» **Instruction a**: From the forum thread on TensorRT lock contention, reproduce the stretch from "Could you please" through "load with CUDA?" word for word.

» **Page extract**:
EDIT 2: Fixed the repro! It now only measures contention during inference (just enqueue).

spolisetty · January 23, 2023, 4:27am

Hi,

We may need to confirm if this is a TensorRT problem and not a CUDA problem.
Do you observe the same problem with a purely CUDA program?

Also, looks like sharing the same ILogger across multiple threads causing the lock contention.
In the code, you are creating the IRuntime instance using the same global logger.

SampleUniquePtr<IRuntime> runtime{createInferRuntime(sample::gLogger.getTRTLogger())};

Could you please try using one logger per thread?

Thank you.

gerwin · January 23, 2023, 10:50am

Do you observe the same problem with a purely CUDA program?

Let me try and see if I can get a repro in CUDA. Do you have a suggestion for how to create an artificial load with CUDA?

Problem persists:

LAUNCH!
worker: 3 - mean infer runtime (microseconds): 830.155
worker: 8 - mean infer runtime (microseconds): 838.224
worker: 1 - mean infer runtime (microseconds): 1183.69
worker: 6 - mean infer runtime (microseconds): 1199.75
worker: 9 - mean infer runtime (microseconds): 1248.79
worker: 5 - mean infer runtime (microseconds): 1230.04
worker: 7 - mean infer runtime (microseconds): 1229
worker: 0 - mean infer runtime (microseconds): 1225.78
worker: 2 - mean infer runtime (microseconds): 1268.99
worker: 4 - mean infer runtime (microseconds): 1261.02
DONE

Profiler shows lots of pthread_mutex_lock again.

» **Instruction b**: Present every line of the records below as a numbered list, skipping any blank lines.

» **Data shown**:

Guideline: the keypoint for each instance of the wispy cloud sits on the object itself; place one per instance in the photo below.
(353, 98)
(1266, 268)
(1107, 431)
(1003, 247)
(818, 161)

» **Task response a**:
Could you please try using one logger per thread?

Thank you.

gerwin · January 23, 2023, 10:50am

Do you observe the same problem with a purely CUDA program?

Let me try and see if I can get a repro in CUDA. Do you have a suggestion for how to create an artificial load with CUDA?

» **Task response b**:
1. Guideline: the keypoint for each instance of the wispy cloud sits on the object itself; place one per instance in the photo below.
2. (353, 98)
3. (1266, 268)
4. (1107, 431)
5. (1003, 247)
6. (818, 161)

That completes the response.